>> begin Excerpt to read

WATERLOO (Aug 6, 2003)

A group of soccer lovers who get together weekend evenings for an informal game or two has been booted off the fields in Waterloo Park.

The players -- who often include men and women, kids and seniors -- are not members of a club, do not play in a league, do not wear uniforms and usually don't keep score, said Daming Yao, 32, who has joined in the pickup games for the past three years.

"If a club team is playing, we get off," Yao said of the field near the Seagram Drive entrance to the park.

There is one other "multi-purpose" sports field at Waterloo Park, as well as four ball diamonds and a cricket pitch.

Last Friday evening, a uniformed officer turned up and ordered the players off, because "we weren't registered," Yao said. He said he wasn't sure whether it was a police officer, a bylaw enforcement officer or a security official.

"He was wearing a bullet-proof vest and equipment on his waist," said Yao, who studies at the University of Waterloo and lives across the street from the park. "He looked like a policeman."

>> end Excerpt to read
>> begin Dataset rows

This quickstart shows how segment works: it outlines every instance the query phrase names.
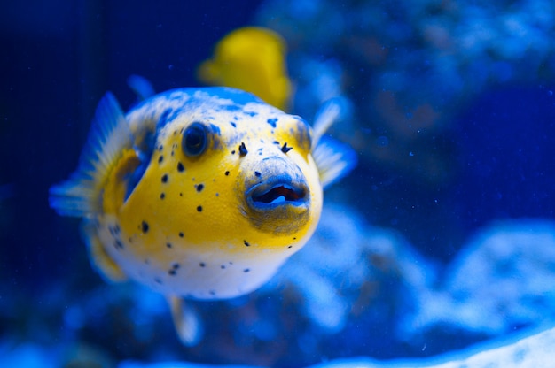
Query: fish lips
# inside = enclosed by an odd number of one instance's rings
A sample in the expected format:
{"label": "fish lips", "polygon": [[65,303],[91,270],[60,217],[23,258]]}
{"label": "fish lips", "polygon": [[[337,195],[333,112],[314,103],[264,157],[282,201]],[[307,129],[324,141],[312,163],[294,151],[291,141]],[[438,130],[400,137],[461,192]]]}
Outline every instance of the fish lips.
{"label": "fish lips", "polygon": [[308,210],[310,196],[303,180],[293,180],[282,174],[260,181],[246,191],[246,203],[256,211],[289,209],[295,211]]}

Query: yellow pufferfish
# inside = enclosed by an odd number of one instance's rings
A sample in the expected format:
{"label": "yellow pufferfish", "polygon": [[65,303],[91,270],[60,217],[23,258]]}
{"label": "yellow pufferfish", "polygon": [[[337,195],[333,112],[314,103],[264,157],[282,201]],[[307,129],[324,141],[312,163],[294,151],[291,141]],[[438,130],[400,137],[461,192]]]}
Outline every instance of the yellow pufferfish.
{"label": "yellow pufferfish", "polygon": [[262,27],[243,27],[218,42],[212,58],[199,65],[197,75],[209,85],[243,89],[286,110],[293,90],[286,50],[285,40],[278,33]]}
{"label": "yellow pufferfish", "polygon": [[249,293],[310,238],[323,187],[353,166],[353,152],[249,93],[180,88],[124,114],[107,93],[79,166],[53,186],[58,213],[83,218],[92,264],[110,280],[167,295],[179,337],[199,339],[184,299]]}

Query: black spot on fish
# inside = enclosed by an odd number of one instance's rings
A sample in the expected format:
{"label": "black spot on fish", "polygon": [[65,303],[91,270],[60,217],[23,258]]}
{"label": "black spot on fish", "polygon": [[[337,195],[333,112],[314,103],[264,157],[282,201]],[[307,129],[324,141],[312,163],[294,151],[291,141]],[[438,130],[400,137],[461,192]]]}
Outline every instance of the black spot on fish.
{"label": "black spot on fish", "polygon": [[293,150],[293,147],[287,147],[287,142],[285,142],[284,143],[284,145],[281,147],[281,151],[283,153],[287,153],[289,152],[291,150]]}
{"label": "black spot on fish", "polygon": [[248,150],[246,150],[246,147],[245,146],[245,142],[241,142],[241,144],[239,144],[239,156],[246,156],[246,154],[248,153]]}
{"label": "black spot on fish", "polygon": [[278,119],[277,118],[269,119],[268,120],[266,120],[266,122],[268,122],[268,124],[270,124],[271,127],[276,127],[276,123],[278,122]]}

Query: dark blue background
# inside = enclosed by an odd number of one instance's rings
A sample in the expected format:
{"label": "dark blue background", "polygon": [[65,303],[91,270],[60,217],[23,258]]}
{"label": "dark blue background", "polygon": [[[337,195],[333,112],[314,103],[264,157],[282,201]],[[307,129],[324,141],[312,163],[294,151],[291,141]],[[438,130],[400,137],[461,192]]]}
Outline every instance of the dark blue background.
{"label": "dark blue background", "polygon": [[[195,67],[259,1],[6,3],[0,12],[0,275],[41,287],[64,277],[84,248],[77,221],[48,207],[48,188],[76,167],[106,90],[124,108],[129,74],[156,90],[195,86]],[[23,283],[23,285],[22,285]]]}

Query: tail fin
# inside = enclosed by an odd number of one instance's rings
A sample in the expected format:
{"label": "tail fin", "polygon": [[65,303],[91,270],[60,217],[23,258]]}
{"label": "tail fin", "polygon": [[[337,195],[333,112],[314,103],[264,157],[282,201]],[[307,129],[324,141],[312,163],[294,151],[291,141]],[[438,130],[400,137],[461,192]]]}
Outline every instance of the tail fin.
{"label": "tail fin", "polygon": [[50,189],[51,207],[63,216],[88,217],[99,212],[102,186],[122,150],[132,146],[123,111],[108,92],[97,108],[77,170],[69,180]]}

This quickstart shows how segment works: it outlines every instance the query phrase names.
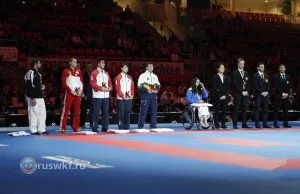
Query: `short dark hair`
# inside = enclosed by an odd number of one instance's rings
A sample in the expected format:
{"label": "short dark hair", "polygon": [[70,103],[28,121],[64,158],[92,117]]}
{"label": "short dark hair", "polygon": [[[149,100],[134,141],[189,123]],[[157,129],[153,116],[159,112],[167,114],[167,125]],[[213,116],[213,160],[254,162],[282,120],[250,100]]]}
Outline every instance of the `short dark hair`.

>> end Dataset rows

* _Task instructions_
Render this sentence from the Waterloo Park soccer article in Spanish: "A group of soccer lovers who get together weekend evenings for an informal game or two has been booted off the fields in Waterloo Park."

* _Complete answer_
Un grupo de aficionados al fútbol que se reúne las tardes de los fines de semana para jugar uno o dos partidos informales ha sido expulsado de los campos de Waterloo Park.